=== WORK REQUIRED ===
Use the entries below to count the lines that hold the word "wrapper"; answer with the number only.

=== EXTRACTED INFORMATION ===

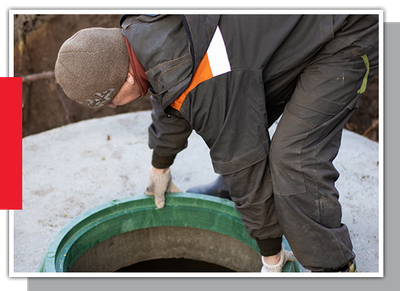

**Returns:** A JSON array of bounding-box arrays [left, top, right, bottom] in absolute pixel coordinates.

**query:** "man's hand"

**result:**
[[145, 167, 181, 209]]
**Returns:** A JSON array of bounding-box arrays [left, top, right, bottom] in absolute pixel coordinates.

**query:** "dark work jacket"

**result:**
[[120, 14, 378, 173]]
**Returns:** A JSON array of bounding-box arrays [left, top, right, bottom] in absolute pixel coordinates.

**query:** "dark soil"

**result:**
[[15, 14, 379, 142]]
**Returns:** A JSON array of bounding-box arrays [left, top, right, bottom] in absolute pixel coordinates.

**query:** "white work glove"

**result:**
[[144, 168, 181, 209], [261, 247, 297, 273]]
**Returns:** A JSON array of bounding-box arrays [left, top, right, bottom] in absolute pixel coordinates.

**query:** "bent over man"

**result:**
[[55, 14, 379, 272]]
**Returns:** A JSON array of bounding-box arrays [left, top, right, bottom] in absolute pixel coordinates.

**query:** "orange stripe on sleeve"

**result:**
[[170, 53, 213, 111]]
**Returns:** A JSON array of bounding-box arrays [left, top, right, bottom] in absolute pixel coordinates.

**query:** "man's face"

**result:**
[[108, 72, 141, 108]]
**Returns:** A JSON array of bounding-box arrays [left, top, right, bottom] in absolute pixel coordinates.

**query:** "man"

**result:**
[[55, 14, 378, 272]]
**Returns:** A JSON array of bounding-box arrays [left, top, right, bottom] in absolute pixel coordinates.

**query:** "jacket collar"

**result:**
[[124, 37, 150, 97]]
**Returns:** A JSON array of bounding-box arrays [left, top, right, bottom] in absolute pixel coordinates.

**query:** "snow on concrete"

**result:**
[[14, 110, 380, 273]]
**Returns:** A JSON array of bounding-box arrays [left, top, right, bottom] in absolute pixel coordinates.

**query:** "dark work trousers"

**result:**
[[223, 23, 379, 271]]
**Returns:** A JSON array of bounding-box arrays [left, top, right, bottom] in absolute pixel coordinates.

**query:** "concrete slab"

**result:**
[[14, 110, 380, 273]]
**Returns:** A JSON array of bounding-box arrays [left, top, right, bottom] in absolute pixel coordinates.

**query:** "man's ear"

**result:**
[[126, 72, 135, 86]]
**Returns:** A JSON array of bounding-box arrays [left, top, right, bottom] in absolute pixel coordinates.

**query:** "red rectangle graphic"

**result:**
[[0, 77, 22, 210]]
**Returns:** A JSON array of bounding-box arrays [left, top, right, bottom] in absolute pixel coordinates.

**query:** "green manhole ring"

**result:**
[[38, 193, 301, 273]]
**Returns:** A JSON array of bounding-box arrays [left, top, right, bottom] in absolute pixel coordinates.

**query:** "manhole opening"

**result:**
[[115, 258, 235, 272], [68, 226, 261, 272], [40, 195, 301, 272]]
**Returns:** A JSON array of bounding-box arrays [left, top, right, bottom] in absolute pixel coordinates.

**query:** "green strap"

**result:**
[[357, 54, 370, 94]]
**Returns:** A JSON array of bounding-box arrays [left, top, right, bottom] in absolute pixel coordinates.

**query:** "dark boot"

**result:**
[[186, 175, 232, 200]]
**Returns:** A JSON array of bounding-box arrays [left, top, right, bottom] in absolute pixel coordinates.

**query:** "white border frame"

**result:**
[[10, 9, 384, 278]]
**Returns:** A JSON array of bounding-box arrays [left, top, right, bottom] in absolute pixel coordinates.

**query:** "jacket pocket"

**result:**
[[180, 70, 271, 175]]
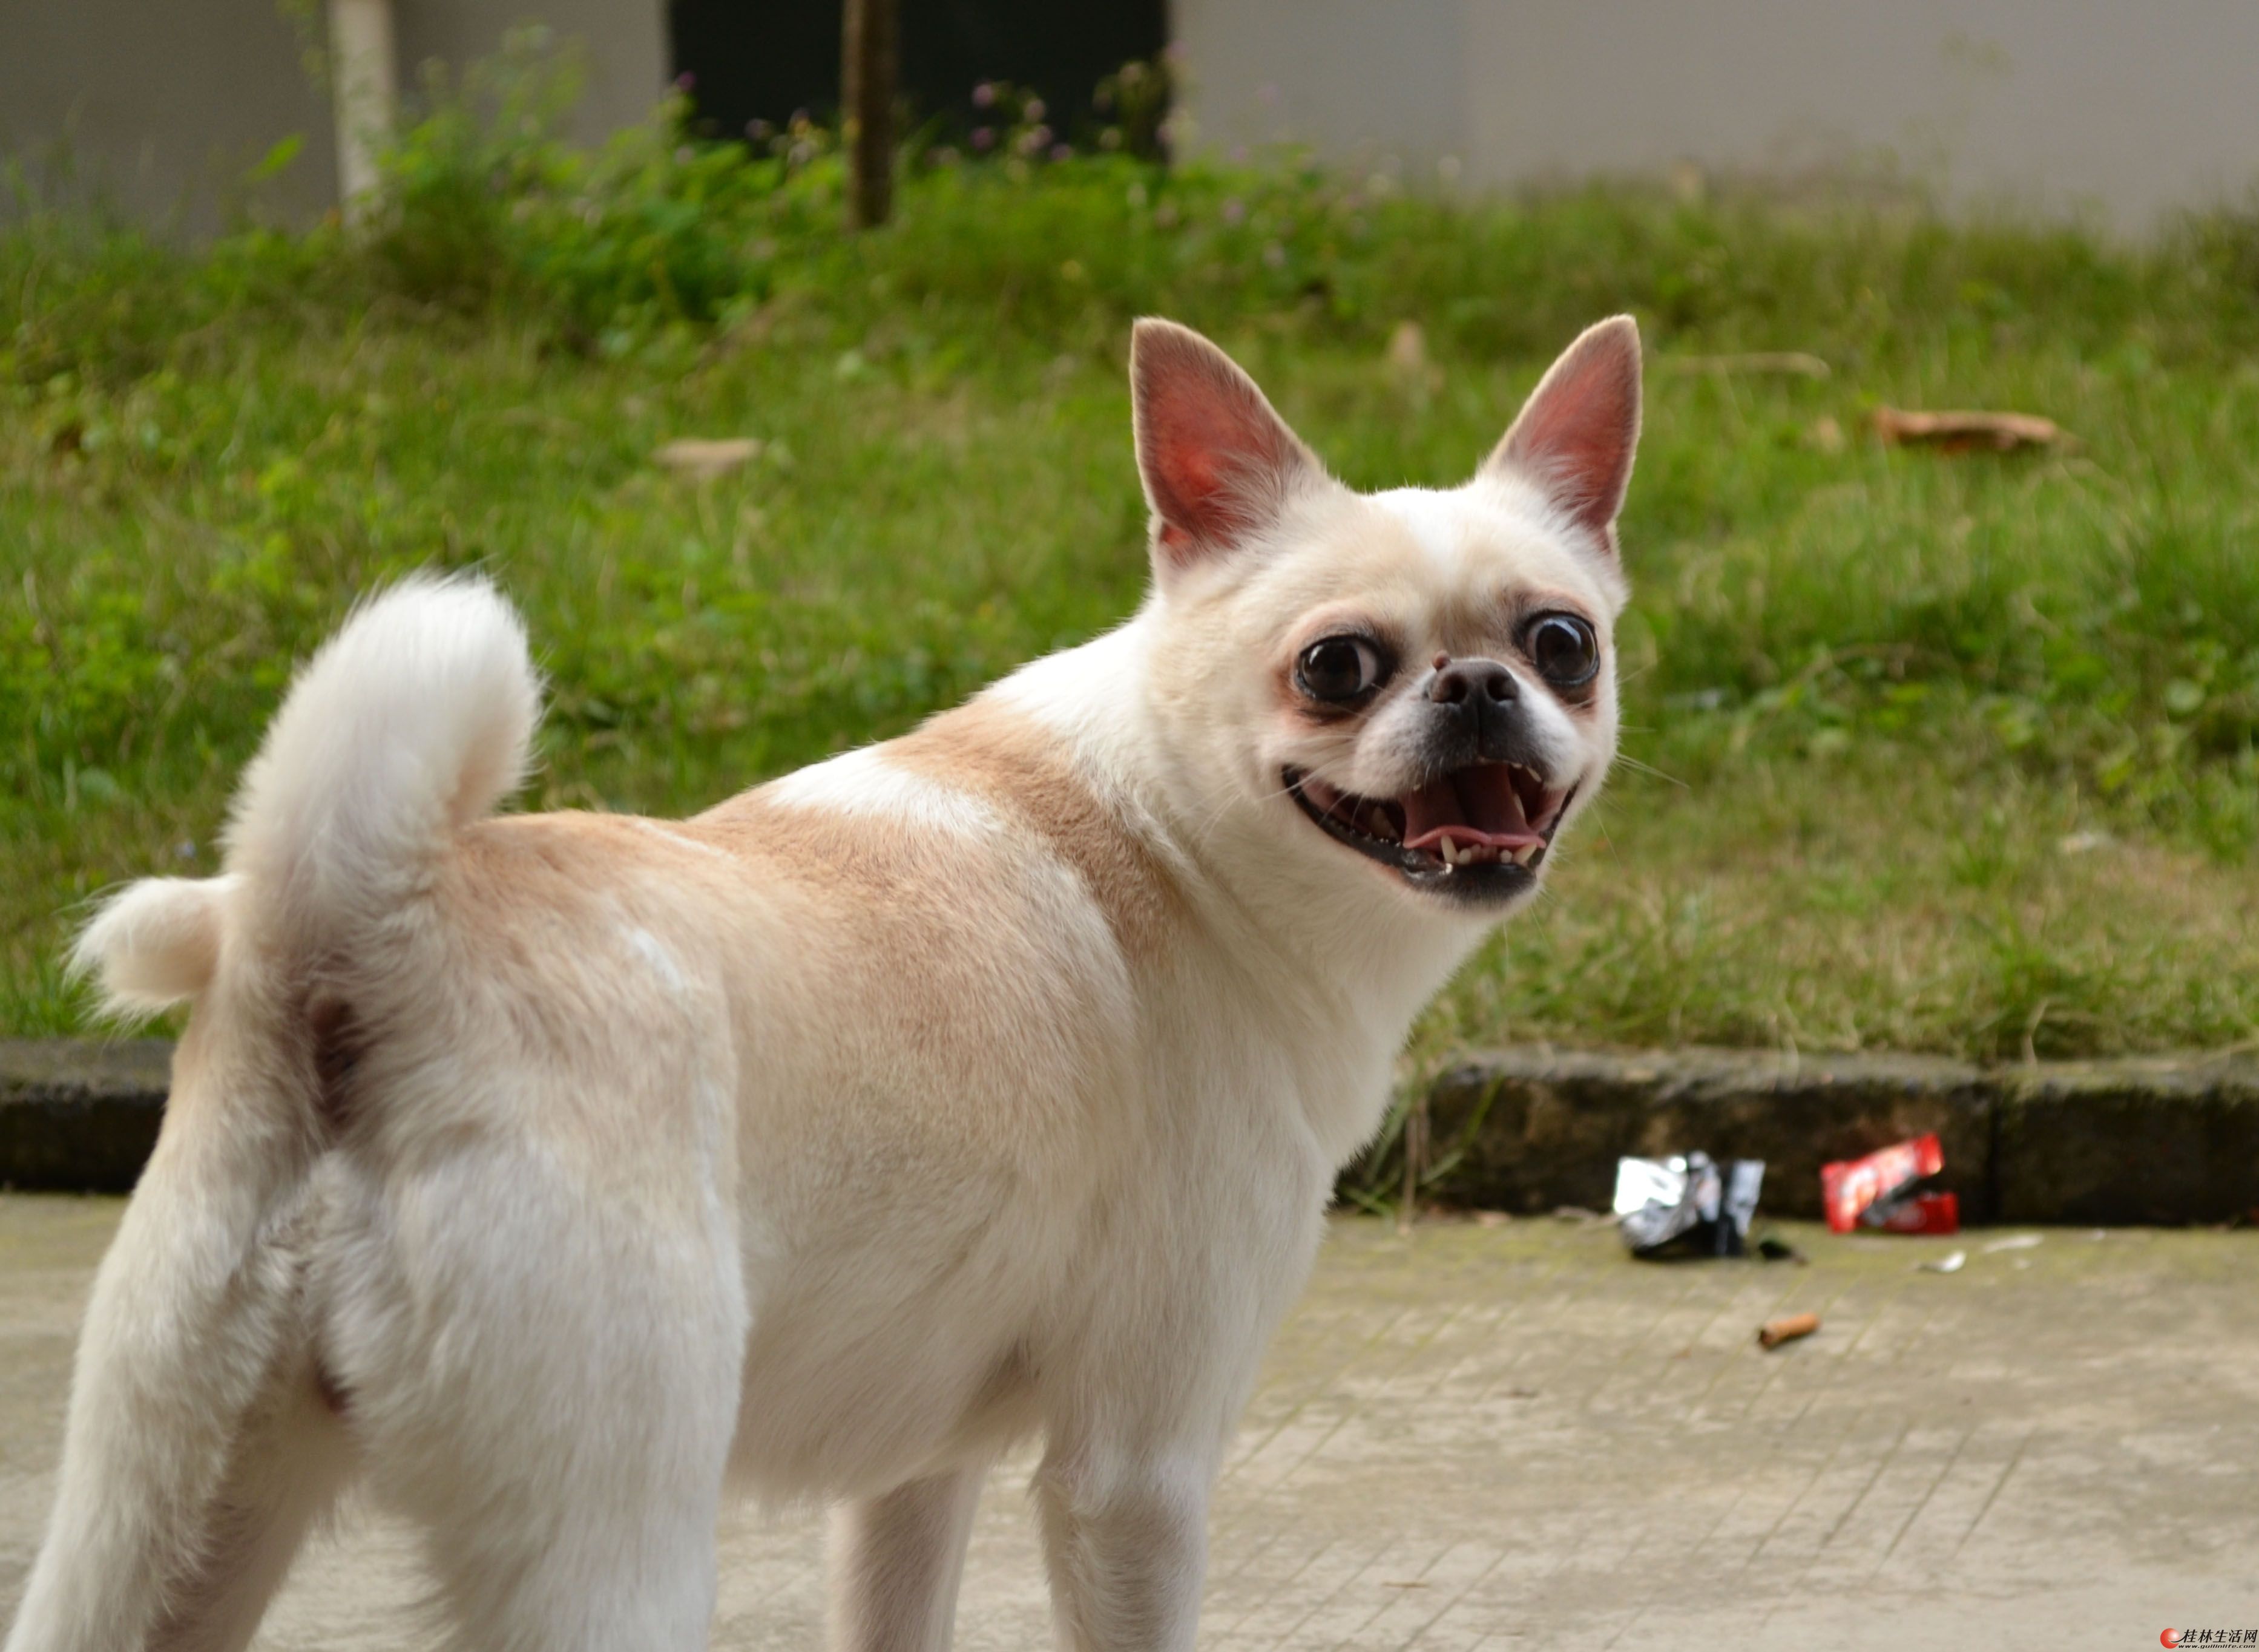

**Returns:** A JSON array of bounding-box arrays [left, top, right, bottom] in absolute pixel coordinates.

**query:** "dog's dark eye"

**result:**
[[1296, 635, 1390, 704], [1525, 614, 1600, 688]]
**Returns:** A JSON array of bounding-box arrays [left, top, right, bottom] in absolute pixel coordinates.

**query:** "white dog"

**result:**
[[7, 314, 1639, 1651]]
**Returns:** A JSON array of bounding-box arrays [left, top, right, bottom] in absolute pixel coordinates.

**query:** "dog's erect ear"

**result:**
[[1485, 315, 1642, 559], [1131, 318, 1321, 574]]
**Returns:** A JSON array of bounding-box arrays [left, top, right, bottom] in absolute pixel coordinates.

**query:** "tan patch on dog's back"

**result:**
[[884, 698, 1186, 963], [410, 713, 1182, 1158], [676, 719, 1163, 1162]]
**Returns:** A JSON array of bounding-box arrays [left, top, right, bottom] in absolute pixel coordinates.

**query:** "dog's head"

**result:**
[[1131, 316, 1639, 919]]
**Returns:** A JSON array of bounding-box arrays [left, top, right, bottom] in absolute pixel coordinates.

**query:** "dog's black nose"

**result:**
[[1427, 657, 1519, 706], [1424, 656, 1530, 764]]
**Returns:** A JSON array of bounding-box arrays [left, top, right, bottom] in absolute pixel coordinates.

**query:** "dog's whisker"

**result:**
[[1610, 753, 1688, 788]]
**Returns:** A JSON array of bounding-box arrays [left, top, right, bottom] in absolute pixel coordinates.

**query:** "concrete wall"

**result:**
[[0, 0, 340, 232], [394, 0, 668, 148], [0, 0, 668, 234], [1177, 0, 2259, 229]]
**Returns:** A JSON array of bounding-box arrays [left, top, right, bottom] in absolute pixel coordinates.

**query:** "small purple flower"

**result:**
[[746, 118, 771, 140], [1031, 124, 1052, 148], [1050, 143, 1072, 162], [674, 70, 696, 91], [1262, 241, 1286, 269], [971, 126, 995, 151], [1025, 97, 1046, 123], [1221, 197, 1246, 225], [973, 82, 997, 109]]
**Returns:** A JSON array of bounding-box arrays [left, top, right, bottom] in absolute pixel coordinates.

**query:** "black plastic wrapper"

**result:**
[[1613, 1152, 1765, 1258]]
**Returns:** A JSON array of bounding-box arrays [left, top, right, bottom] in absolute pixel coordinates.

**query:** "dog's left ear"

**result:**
[[1485, 315, 1642, 561], [1131, 318, 1323, 577]]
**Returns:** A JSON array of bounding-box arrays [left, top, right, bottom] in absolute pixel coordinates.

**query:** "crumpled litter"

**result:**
[[1613, 1152, 1764, 1257], [1821, 1133, 1960, 1235]]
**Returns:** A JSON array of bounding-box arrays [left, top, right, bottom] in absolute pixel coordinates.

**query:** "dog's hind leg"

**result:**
[[143, 1377, 358, 1652], [324, 1132, 748, 1652], [4, 1017, 329, 1652], [827, 1463, 990, 1652]]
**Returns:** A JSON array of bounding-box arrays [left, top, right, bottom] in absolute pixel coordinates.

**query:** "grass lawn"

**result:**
[[4, 96, 2257, 1061]]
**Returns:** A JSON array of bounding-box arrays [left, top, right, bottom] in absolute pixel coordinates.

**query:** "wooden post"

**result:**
[[841, 0, 897, 228], [327, 0, 398, 227]]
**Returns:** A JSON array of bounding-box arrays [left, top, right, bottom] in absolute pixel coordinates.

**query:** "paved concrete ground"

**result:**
[[4, 1194, 2255, 1648]]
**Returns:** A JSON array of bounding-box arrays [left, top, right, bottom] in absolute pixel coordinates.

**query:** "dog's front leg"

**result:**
[[827, 1462, 988, 1652], [1033, 1440, 1216, 1652]]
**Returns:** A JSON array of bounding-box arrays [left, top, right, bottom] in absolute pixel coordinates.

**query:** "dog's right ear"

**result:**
[[1483, 315, 1642, 564], [1131, 318, 1321, 577]]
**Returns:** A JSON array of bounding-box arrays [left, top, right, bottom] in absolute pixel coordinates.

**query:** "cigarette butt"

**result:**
[[1757, 1312, 1820, 1351]]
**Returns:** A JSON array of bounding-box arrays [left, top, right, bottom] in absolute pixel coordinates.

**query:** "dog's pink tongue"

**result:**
[[1400, 767, 1539, 850]]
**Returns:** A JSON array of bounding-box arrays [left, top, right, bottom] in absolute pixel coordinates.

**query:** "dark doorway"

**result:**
[[669, 1, 1168, 145]]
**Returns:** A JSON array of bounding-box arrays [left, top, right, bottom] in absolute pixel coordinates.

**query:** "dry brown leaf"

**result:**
[[1386, 320, 1428, 377], [653, 437, 764, 479], [1657, 351, 1832, 379], [1873, 407, 2065, 453]]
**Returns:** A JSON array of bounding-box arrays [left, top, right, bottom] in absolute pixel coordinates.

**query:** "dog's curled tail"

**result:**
[[71, 575, 539, 1017]]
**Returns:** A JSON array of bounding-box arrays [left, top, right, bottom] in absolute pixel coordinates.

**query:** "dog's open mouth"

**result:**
[[1284, 762, 1571, 895]]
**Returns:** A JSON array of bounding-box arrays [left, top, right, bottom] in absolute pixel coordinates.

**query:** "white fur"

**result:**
[[224, 572, 539, 938], [10, 320, 1639, 1652], [69, 875, 237, 1018], [765, 746, 1005, 837]]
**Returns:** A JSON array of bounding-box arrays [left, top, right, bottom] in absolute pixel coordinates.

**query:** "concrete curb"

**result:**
[[0, 1039, 174, 1193], [1422, 1046, 2259, 1225], [7, 1039, 2258, 1224]]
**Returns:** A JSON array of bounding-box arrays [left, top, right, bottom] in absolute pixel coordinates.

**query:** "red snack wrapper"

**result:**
[[1821, 1134, 1945, 1233], [1870, 1190, 1960, 1236]]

=== SOLUTION ===
2